(REQUIRED TASK)
Copy out every row below verbatim, changing nothing.

(GIVEN RECORDS)
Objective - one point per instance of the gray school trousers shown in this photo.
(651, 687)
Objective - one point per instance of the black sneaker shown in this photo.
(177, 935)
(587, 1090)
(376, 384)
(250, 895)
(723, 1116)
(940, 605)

(ANSWER TO THE PROBLEM)
Objective - one point per instance of the gray school trousers shown in this photo.
(651, 687)
Objective - one point per instance of the black sneaker shown in this photo.
(177, 935)
(587, 1090)
(376, 384)
(250, 895)
(723, 1116)
(940, 605)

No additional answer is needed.